[Short exercise A] According to the Hiram Scott College text, in what month and year did the trustees declare bankruptcy?
BEGIN Passage given
Hiram Scott College
- Motto: Lux et veritas (Latin) (Light and truth)
- Type: Private Liberal Arts College
- Established: 1965
- President: Dr. Walter Weese
- Faculty: 30 (1972)
- Students: 1500 (1972)
- Location: Scottsbluff, Nebraska, United States
- Campus: Urban, 280 acres;
- Nickname: Scotties
- Website: hiramscott.com

= Hiram Scott College =

Private college in Scottsbluff, Nebraska, US

Hiram Scott College was a private liberal arts college that operated from 1965 to 1972 in Scottsbluff, Nebraska. Named after Hiram Scott (1805–1828), a fur trapper with the Rocky Mountain Fur Company who was found dead in the vicinity on his return trip from a fur expedition, the institution was one of several Midwestern colleges established by local civic leaders with the support of Parsons College in Fairfield, Iowa. These Parsons "satellite schools" were by-products of the strong growth and apparent success of Parsons during the late 1950s and early 1960s, and all followed the "Parsons Plan" academic model developed at that school. None of the schools, however, were ultimately successful.

The "Parsons Plan" academic model employed at Hiram Scott was devised by Millard Roberts, who was the president of Parsons College from 1955 to 1967; the plan featured innovative teaching and administrative techniques, and emphasized the recruitment of a geographically and academically diverse student body.

Strapped for cash from its inception, to survive Hiram Scott had to keep enrollment at capacity. Each semester 30% of the student body dropped out, dissatisfied with the school's limited curriculum. Instead of looking for ways to keep the students it had, Hiram Scott expanded its recruiting staff to the point that it cost $700 to recruit a student who would pay $2,500 in yearly fees. In December 1970, the trustees declared bankruptcy.

In 1974, the buildings and grounds were acquired by the University of Nebraska–Lincoln and converted to their present use. The college’s main academic building, now known as the J.G. Elliott Building, was converted for use by the University of Nebraska Panhandle Research and Extension Center, while Hiram Scott’s student services building became the State Office Complex. Four large dormitories that flanked the student center have since been removed.
END Passage given
BEGIN Exercise materials
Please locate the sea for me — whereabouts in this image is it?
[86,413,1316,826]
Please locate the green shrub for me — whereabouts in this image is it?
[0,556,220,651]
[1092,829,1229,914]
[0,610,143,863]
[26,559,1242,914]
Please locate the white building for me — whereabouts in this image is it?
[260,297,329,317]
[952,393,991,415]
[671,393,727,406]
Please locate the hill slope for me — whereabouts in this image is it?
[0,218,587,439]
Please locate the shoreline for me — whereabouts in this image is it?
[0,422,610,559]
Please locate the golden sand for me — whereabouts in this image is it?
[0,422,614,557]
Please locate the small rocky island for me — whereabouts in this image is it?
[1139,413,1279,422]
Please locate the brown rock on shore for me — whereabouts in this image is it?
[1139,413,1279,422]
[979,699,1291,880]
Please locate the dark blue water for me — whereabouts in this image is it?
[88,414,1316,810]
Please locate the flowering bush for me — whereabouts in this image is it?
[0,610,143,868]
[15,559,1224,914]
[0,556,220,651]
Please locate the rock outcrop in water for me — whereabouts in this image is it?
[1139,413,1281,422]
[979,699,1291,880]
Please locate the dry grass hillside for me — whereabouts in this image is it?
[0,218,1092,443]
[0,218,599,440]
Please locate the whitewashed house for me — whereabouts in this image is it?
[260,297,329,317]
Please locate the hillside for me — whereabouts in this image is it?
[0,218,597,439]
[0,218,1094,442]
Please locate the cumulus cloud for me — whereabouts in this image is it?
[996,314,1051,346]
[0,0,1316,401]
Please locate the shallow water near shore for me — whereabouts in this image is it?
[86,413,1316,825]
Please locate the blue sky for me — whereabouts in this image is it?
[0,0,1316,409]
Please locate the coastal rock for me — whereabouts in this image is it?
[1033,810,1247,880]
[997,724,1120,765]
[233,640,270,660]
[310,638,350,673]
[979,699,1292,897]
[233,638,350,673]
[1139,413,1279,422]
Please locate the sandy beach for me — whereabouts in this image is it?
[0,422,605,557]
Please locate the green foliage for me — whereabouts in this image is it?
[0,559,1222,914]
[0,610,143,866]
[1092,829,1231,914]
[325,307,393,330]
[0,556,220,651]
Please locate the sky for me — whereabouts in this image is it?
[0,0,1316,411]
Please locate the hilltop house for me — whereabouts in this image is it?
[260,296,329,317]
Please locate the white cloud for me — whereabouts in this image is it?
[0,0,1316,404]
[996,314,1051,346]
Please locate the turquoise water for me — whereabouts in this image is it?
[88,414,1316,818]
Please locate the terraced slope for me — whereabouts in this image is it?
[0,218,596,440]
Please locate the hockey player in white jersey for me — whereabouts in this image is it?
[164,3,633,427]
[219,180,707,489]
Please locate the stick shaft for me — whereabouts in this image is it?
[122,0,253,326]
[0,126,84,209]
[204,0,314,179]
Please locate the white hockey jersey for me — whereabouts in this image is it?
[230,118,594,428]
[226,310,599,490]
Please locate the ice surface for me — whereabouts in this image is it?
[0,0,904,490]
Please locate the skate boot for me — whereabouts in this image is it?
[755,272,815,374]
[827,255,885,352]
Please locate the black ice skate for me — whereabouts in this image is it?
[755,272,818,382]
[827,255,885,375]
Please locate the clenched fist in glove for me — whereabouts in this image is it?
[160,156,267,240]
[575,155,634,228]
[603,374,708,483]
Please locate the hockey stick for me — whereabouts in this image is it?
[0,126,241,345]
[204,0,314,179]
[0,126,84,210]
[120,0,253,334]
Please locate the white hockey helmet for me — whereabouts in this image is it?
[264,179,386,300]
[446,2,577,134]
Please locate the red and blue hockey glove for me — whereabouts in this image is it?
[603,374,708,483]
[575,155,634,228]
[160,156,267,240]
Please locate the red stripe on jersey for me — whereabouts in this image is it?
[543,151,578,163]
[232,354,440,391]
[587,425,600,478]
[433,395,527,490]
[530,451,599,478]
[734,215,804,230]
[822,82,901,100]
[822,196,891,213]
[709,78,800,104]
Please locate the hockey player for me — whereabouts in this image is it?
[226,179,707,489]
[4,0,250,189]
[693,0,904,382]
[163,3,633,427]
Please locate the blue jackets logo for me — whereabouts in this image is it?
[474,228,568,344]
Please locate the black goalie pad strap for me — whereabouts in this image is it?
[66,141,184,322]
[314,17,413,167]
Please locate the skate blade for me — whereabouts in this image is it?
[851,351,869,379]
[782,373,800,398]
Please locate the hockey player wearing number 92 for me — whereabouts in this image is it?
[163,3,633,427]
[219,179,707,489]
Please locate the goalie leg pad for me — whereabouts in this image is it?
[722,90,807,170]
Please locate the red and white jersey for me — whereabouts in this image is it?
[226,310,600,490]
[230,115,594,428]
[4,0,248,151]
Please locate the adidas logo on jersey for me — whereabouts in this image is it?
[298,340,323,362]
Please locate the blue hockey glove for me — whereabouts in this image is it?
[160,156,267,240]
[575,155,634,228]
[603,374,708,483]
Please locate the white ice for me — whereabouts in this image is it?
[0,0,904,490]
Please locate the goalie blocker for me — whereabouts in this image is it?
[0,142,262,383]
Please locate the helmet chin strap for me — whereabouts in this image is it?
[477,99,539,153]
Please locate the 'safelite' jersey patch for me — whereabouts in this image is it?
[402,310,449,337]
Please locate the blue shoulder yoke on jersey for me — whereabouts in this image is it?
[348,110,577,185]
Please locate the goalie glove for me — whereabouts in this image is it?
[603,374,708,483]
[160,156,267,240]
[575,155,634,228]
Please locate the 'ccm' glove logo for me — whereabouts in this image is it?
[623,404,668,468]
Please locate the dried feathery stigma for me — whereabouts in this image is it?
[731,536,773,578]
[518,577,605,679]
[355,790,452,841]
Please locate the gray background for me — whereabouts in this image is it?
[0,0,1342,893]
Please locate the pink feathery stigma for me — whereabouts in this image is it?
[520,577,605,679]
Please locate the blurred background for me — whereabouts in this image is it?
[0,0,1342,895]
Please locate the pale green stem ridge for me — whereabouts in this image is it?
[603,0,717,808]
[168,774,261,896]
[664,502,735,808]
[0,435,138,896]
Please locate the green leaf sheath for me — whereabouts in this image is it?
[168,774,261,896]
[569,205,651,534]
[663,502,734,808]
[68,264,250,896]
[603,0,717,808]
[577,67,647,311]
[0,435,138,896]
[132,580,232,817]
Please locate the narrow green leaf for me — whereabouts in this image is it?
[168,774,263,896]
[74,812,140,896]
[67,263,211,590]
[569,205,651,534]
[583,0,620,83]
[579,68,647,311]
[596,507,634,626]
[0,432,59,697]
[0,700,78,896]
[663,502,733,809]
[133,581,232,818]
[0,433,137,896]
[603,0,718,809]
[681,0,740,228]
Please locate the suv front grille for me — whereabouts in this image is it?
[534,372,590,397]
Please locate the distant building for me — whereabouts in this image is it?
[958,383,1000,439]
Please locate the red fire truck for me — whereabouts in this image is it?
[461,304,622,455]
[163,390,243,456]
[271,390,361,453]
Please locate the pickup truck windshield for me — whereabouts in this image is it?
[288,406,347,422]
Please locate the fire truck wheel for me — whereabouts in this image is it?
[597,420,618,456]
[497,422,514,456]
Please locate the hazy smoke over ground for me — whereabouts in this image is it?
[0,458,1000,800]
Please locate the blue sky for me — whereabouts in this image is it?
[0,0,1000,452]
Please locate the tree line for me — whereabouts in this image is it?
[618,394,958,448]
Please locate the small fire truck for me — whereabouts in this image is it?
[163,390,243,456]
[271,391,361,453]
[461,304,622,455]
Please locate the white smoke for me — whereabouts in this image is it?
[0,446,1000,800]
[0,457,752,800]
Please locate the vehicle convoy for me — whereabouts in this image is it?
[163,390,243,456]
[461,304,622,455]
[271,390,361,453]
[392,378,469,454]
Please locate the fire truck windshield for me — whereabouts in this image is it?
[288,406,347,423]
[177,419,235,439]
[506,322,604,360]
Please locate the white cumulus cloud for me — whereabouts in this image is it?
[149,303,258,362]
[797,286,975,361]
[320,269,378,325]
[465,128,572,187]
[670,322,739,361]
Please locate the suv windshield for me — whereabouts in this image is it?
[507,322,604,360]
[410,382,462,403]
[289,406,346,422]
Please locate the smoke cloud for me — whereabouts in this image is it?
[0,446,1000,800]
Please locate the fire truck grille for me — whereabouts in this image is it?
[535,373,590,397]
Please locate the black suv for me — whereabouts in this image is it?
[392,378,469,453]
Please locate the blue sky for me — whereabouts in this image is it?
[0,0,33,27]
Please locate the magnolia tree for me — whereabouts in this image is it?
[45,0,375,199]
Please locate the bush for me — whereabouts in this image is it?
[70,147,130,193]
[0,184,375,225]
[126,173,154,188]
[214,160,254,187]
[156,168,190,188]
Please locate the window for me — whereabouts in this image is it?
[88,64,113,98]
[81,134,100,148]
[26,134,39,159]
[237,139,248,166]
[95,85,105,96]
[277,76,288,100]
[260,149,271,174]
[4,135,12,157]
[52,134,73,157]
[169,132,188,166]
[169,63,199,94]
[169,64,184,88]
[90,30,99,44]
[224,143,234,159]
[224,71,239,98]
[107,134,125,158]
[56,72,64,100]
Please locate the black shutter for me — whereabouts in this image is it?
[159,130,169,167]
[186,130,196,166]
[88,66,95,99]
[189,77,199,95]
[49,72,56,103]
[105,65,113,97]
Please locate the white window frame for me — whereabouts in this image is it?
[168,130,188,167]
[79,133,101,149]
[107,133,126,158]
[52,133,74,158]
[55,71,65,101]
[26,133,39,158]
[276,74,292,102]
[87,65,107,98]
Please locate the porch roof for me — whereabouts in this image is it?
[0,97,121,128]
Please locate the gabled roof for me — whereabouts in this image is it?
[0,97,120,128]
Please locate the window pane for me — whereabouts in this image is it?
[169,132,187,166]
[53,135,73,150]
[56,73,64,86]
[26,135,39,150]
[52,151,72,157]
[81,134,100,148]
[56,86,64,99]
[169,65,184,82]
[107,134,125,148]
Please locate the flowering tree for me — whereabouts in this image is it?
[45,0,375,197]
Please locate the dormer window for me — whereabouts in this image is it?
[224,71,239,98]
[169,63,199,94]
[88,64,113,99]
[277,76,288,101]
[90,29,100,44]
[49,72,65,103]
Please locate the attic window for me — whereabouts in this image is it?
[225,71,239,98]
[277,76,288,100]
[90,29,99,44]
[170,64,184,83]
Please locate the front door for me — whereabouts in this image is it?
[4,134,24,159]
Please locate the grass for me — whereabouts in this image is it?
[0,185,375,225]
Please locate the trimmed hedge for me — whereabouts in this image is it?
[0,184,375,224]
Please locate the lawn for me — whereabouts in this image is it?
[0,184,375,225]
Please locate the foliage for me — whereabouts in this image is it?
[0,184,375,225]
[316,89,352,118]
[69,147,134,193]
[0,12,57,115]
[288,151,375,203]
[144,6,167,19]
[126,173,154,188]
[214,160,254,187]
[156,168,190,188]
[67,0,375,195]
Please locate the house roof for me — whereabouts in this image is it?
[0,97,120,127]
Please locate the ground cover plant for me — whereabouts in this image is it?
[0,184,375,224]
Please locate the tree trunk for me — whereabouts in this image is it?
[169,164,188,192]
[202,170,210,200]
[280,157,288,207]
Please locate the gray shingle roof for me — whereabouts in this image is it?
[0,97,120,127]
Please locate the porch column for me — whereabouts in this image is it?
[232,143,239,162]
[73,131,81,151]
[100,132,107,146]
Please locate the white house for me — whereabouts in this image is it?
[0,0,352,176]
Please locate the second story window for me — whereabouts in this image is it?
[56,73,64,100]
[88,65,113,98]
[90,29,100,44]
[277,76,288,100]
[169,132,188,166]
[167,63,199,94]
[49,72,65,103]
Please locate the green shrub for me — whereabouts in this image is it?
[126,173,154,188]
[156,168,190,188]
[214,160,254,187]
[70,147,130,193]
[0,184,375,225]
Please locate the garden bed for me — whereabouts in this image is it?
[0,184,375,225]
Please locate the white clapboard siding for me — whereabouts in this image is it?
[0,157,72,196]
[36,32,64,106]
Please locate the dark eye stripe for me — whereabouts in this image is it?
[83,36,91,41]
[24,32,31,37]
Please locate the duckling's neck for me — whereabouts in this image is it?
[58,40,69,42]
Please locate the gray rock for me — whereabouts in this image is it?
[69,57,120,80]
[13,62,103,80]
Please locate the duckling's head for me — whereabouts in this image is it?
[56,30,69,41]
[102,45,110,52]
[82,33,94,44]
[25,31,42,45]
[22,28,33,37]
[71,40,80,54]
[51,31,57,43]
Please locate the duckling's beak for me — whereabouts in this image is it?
END Exercise materials
[Short exercise B] Format the lines of the records from the line with "Please locate the goalie leg" up to and including the line with "[0,142,262,383]" as a Markdown table with two columns, Row and Line. Number each row and leave out blank lines.

[Expected output A] December 1970

[Expected output B]
| Row | Line |
|---|---|
| 1 | Please locate the goalie leg pad for me — whereabouts in this image is it? |
| 2 | [722,90,807,170] |
| 3 | Please locate the red and white jersey for me — whereabouts in this image is it? |
| 4 | [226,310,600,490] |
| 5 | [230,115,594,428] |
| 6 | [4,0,248,151] |
| 7 | Please locate the adidas logo on jersey for me — whereabouts in this image is it? |
| 8 | [298,340,323,362] |
| 9 | Please locate the blue hockey glove for me — whereabouts in this image is it? |
| 10 | [160,156,267,240] |
| 11 | [575,155,634,228] |
| 12 | [603,374,708,483] |
| 13 | Please locate the white ice for me — whereabouts in this image is it? |
| 14 | [0,0,904,490] |
| 15 | Please locate the goalie blocker for me — whereabouts in this image is it? |
| 16 | [0,142,262,383] |